## What you are asked to do
Each line from the beginning of the data below through the line containing "OBJECT = town in valley" should be repeated exactly, please.

## Listed records
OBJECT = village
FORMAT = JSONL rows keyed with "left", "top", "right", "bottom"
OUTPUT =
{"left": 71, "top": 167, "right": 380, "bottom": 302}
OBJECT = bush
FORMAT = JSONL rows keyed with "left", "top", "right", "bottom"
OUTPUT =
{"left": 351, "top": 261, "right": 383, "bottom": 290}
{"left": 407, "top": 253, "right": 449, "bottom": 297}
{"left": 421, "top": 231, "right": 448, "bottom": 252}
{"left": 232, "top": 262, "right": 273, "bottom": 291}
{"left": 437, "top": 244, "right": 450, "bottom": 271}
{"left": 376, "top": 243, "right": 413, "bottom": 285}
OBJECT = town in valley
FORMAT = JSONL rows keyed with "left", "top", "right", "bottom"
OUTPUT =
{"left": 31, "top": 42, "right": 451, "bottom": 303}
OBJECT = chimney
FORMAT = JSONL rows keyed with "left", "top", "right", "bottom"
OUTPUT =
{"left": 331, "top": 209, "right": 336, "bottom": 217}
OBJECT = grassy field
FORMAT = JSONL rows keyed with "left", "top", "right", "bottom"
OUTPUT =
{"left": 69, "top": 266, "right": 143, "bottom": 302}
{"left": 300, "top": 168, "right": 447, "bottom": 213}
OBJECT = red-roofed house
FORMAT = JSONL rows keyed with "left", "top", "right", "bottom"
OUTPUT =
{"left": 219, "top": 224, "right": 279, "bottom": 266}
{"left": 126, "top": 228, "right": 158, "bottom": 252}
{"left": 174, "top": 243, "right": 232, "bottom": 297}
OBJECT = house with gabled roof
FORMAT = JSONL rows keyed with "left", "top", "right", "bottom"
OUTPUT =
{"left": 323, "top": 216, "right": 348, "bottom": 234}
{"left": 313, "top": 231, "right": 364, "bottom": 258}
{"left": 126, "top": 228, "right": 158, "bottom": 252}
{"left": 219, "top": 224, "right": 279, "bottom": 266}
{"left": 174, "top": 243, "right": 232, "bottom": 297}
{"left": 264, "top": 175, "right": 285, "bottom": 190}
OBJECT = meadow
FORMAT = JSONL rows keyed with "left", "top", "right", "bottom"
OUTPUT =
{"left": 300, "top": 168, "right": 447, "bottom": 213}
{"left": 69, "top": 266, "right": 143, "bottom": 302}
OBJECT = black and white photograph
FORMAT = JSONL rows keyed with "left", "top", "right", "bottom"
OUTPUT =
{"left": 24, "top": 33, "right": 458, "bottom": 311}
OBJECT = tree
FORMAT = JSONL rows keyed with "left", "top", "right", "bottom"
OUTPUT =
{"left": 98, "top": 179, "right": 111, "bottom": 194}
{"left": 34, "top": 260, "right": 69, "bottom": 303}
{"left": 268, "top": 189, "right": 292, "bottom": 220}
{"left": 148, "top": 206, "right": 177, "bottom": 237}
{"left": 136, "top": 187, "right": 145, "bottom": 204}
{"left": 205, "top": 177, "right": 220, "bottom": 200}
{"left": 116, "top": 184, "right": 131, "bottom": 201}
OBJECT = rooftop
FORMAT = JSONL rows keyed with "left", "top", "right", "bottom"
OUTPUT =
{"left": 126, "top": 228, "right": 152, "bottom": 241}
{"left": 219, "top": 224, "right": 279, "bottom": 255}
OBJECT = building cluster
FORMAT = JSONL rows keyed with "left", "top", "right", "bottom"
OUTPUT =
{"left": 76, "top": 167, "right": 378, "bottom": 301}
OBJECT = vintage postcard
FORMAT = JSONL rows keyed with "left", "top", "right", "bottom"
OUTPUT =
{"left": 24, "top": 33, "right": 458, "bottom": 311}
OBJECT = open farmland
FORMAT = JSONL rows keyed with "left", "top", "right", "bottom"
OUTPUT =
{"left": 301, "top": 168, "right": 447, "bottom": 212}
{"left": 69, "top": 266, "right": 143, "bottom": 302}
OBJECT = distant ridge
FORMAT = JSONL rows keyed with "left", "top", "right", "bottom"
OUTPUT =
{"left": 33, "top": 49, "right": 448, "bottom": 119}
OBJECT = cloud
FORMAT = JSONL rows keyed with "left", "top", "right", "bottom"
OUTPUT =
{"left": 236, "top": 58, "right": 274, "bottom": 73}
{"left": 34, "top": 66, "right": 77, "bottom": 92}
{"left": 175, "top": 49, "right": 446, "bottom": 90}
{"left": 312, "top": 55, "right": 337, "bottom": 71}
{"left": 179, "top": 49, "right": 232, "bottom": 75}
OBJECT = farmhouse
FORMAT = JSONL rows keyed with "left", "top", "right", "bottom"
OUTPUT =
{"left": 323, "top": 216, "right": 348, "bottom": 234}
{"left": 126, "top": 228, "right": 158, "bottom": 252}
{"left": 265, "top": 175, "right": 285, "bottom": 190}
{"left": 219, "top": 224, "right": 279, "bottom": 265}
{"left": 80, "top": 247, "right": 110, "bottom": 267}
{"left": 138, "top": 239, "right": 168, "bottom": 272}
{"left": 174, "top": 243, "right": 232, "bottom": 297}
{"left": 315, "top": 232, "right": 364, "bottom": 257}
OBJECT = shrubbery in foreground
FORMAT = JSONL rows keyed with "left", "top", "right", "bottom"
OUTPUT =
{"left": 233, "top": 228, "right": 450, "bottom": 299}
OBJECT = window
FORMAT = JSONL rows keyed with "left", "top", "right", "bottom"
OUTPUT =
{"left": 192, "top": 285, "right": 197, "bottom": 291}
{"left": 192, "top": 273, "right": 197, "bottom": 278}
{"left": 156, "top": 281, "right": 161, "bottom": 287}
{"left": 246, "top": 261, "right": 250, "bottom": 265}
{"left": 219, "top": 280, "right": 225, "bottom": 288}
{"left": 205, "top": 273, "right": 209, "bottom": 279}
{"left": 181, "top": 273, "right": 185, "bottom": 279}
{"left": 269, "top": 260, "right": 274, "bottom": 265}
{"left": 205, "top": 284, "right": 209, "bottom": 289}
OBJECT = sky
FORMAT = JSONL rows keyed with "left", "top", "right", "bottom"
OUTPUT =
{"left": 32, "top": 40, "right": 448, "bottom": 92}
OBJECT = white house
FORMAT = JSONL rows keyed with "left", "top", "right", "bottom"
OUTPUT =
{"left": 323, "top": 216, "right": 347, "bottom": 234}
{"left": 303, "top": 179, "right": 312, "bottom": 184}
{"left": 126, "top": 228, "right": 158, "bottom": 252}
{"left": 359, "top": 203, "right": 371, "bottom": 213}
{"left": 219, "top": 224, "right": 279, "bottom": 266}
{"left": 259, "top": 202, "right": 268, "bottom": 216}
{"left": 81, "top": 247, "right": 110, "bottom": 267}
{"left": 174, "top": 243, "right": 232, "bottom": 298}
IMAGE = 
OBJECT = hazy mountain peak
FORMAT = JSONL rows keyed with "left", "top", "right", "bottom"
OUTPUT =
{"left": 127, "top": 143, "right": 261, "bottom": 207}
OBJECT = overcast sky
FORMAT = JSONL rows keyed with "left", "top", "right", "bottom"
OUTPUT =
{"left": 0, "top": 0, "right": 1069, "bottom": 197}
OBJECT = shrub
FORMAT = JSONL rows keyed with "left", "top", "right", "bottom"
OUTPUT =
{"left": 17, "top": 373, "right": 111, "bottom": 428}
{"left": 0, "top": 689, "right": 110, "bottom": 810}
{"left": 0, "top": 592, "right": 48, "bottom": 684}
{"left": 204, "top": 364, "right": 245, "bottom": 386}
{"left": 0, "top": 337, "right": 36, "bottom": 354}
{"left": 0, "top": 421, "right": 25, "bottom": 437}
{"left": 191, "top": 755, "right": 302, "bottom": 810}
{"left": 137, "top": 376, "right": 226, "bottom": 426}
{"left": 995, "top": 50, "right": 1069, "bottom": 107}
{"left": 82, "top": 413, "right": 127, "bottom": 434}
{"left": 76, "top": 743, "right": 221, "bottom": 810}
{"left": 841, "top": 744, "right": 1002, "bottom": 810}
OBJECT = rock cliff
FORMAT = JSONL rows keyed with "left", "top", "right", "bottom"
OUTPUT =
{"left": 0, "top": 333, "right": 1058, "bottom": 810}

## Task answer
OBJECT = village
FORMAT = JSONL rows keyed with "left", "top", "right", "bottom"
OUTPUT =
{"left": 71, "top": 167, "right": 380, "bottom": 302}
OBJECT = bush
FORMAT = JSONL rows keyed with "left", "top", "right", "bottom"
OUTPUT =
{"left": 351, "top": 261, "right": 383, "bottom": 290}
{"left": 407, "top": 253, "right": 449, "bottom": 297}
{"left": 421, "top": 231, "right": 448, "bottom": 252}
{"left": 232, "top": 262, "right": 273, "bottom": 291}
{"left": 437, "top": 244, "right": 450, "bottom": 271}
{"left": 376, "top": 243, "right": 413, "bottom": 285}
OBJECT = town in valley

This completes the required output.